SHORT PROBLEM: Copy word for word the stretch of rows below from the line containing "Detect the ceiling seam" through the line containing "left=140, top=0, right=196, bottom=129".

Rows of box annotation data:
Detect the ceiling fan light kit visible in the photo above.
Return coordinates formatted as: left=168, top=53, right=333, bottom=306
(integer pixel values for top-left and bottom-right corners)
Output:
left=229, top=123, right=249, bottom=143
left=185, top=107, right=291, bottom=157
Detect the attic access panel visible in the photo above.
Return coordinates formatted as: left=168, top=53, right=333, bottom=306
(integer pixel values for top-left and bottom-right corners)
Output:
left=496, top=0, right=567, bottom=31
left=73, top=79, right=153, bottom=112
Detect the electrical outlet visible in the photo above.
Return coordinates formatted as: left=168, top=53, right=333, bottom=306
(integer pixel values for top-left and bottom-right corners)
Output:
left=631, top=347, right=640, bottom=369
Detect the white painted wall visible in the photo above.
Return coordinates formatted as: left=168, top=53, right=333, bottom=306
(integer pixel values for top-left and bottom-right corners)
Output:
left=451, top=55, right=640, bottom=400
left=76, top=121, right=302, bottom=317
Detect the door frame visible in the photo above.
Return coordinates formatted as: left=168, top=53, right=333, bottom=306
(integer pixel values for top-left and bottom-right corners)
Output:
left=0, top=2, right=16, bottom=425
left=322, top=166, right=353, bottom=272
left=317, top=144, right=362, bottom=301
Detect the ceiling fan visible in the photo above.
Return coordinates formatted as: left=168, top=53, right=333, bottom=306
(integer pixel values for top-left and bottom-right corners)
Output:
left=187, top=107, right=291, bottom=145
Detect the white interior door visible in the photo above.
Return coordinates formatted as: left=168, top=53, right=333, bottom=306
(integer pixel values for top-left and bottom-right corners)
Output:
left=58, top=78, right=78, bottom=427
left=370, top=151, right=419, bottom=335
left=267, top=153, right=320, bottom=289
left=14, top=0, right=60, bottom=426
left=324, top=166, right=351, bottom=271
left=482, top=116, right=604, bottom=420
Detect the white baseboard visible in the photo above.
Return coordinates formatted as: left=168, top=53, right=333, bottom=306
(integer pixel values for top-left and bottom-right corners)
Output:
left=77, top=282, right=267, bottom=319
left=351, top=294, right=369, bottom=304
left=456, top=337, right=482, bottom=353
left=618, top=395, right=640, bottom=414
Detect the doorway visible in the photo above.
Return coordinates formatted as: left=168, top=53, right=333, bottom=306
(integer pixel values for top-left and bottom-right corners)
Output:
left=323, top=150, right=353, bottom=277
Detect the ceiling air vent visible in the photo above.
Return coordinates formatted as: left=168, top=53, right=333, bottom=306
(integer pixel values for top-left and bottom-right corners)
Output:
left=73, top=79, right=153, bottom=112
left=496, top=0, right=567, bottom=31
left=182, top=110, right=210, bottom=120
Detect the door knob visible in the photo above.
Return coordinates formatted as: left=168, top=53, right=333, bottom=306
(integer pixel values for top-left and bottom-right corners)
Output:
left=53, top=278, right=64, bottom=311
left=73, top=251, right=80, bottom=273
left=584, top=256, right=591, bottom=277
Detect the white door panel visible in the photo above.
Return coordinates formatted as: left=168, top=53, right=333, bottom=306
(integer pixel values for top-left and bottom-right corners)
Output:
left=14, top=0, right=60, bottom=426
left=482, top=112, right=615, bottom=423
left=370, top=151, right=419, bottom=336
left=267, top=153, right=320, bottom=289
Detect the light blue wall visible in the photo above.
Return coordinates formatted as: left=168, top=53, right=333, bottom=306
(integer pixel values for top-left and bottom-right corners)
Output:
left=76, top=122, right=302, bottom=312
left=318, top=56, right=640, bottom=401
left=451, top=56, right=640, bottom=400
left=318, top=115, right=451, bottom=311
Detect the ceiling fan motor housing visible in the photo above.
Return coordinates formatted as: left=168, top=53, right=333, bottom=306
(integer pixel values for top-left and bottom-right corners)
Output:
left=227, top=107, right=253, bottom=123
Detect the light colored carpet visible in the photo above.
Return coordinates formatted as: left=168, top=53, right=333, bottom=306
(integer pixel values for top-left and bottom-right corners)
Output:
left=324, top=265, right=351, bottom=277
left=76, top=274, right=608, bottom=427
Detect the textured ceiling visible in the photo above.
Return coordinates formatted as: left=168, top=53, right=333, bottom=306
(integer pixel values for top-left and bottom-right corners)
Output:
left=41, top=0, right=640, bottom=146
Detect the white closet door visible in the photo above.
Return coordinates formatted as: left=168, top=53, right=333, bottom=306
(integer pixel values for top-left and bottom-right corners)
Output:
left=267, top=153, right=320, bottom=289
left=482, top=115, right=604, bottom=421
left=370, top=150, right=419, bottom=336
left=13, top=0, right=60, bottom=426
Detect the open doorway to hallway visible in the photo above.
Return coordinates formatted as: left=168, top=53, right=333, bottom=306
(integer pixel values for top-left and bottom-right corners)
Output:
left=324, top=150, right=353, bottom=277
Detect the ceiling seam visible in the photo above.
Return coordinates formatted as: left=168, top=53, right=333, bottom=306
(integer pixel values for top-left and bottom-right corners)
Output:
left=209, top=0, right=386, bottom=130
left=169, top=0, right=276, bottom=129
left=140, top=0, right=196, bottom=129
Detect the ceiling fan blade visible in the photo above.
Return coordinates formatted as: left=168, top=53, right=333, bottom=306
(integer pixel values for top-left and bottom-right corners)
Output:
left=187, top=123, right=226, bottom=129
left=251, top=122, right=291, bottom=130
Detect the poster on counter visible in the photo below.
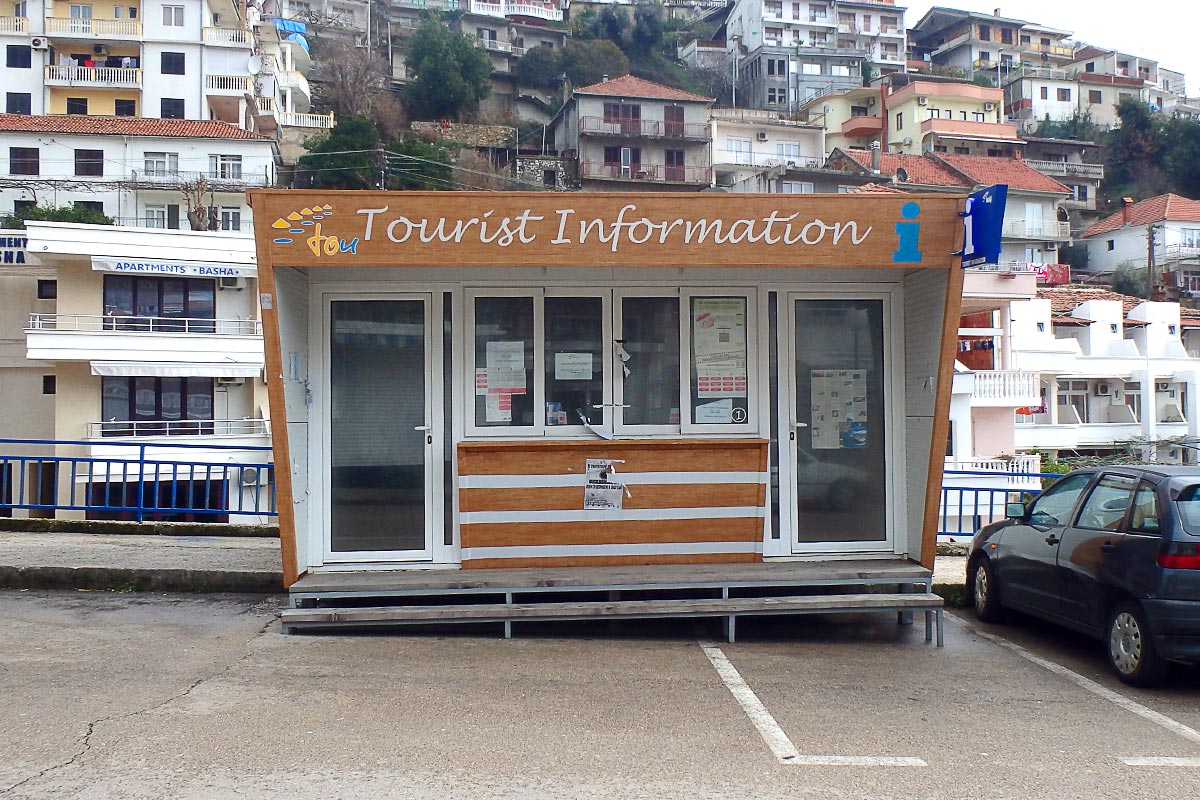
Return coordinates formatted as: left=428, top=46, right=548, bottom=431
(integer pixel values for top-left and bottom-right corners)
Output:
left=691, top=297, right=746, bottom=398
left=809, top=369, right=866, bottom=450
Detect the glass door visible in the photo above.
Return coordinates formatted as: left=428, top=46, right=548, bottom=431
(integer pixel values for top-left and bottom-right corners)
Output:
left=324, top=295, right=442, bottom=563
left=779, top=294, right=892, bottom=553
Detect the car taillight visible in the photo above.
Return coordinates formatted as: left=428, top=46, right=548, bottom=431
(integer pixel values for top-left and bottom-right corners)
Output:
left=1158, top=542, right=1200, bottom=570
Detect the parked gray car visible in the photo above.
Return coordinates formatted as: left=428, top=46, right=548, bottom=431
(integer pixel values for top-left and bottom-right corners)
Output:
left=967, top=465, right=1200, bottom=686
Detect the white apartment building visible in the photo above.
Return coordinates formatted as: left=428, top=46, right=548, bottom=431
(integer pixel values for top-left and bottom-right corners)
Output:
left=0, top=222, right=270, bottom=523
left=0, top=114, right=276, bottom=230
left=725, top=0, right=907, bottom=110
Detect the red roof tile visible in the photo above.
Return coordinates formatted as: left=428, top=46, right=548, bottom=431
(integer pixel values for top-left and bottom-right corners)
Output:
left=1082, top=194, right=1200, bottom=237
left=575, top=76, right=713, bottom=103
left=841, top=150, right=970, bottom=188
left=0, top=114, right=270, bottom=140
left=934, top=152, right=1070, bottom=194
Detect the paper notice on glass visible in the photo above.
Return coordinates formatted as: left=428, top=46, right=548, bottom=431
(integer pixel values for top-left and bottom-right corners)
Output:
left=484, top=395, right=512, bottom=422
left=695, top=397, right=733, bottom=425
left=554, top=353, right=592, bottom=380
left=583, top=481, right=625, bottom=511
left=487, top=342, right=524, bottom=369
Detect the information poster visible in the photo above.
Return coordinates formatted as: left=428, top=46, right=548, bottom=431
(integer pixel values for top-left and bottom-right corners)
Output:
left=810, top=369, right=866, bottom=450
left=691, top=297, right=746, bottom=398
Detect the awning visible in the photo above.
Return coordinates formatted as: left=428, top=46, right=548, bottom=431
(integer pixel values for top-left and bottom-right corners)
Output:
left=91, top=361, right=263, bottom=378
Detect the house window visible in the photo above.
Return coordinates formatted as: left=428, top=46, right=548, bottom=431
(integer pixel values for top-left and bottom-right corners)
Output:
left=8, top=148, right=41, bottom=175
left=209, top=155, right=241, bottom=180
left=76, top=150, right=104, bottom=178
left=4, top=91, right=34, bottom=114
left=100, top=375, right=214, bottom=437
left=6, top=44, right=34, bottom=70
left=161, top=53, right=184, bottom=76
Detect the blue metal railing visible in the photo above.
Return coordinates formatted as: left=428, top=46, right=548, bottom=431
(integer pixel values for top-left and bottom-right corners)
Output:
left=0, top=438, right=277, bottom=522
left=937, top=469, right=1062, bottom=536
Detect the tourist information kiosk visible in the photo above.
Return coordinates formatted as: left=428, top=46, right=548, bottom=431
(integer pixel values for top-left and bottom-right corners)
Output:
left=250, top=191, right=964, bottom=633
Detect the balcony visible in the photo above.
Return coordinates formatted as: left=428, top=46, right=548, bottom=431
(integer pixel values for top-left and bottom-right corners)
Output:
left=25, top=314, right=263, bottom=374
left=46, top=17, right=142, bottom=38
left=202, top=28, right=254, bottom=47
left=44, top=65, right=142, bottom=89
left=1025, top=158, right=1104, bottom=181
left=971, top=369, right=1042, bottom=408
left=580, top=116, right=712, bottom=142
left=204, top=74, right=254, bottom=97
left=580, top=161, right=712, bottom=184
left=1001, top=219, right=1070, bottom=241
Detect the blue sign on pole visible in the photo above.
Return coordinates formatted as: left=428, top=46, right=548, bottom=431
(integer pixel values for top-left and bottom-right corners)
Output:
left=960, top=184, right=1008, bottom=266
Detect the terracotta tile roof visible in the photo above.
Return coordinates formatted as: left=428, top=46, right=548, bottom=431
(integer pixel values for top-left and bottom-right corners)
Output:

...

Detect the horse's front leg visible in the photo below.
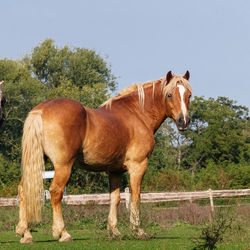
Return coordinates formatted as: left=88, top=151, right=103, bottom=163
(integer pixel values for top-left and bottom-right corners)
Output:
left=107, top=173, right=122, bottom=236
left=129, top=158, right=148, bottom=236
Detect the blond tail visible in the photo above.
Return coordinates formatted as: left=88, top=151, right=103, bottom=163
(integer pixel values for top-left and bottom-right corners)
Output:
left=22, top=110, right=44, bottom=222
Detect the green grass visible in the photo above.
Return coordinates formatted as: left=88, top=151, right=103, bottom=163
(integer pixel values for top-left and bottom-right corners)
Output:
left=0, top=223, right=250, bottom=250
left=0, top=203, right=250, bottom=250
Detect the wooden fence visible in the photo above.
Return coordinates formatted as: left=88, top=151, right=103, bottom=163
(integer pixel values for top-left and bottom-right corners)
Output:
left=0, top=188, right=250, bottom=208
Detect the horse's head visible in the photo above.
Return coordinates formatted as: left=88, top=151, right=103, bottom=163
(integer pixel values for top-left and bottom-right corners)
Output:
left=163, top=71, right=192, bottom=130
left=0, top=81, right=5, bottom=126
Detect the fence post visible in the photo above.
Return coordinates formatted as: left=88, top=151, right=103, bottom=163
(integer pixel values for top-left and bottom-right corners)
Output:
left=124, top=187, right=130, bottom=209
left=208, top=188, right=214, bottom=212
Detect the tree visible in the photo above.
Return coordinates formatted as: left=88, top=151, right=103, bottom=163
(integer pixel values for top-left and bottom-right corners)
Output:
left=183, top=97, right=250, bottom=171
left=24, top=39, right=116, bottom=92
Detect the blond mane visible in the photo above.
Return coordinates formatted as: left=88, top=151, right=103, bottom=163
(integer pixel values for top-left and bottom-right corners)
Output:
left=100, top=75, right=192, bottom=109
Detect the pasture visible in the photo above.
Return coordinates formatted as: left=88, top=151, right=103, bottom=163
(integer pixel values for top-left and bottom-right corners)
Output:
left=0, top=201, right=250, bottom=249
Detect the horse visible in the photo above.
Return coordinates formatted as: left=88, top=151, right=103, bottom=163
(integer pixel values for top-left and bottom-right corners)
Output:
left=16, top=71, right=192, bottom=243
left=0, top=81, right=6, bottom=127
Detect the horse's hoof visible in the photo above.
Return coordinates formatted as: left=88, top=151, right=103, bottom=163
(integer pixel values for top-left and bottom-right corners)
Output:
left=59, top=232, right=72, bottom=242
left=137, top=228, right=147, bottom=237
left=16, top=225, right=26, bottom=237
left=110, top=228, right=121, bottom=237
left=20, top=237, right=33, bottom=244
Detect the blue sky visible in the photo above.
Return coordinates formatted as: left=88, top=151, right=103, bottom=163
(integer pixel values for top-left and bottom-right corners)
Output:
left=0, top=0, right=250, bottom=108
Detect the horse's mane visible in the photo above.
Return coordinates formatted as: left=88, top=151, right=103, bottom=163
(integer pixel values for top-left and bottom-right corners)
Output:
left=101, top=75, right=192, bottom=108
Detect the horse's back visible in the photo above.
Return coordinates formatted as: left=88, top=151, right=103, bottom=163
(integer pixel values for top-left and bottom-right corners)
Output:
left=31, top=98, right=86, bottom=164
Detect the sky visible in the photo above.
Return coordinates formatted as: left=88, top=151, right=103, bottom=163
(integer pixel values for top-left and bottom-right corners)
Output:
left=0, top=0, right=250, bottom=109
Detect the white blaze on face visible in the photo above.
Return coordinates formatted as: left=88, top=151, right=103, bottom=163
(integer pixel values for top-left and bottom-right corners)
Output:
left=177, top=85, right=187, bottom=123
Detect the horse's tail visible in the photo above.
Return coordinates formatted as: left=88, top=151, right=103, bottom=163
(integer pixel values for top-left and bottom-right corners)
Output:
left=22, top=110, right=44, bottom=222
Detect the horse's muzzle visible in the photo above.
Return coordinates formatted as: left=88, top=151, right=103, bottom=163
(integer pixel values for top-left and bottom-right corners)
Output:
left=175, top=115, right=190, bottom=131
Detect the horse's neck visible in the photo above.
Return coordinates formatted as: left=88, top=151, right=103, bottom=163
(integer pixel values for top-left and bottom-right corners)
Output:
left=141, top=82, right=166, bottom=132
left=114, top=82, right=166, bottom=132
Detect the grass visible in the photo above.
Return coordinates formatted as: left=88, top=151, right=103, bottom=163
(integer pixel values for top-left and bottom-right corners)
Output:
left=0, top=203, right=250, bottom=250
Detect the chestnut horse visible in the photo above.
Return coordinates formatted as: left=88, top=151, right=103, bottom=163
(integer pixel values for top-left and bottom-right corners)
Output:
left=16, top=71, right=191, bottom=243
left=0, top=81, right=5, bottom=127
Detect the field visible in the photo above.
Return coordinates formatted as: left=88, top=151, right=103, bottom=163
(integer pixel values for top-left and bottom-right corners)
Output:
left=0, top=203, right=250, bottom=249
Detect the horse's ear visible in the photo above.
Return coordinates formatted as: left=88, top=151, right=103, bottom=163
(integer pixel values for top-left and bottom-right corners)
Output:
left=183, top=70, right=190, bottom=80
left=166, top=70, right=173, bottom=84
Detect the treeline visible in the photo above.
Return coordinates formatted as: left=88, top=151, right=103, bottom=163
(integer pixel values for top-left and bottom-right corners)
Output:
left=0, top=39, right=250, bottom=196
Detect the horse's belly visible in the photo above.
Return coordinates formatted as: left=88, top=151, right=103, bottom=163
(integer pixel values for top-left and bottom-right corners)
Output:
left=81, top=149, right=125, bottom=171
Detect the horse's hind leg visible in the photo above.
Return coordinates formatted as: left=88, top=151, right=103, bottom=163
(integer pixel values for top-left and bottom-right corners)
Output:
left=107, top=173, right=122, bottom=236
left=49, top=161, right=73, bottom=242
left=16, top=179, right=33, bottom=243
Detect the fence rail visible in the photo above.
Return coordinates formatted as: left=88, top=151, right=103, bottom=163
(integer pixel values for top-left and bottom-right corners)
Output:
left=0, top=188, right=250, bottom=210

RESULT BELOW:
Detect the ceiling seam visible in the photo above.
Return coordinates formatted as: left=168, top=53, right=333, bottom=306
(integer pixel values for top-left and bottom-right corners)
Output:
left=209, top=0, right=386, bottom=130
left=169, top=0, right=276, bottom=129
left=140, top=0, right=196, bottom=129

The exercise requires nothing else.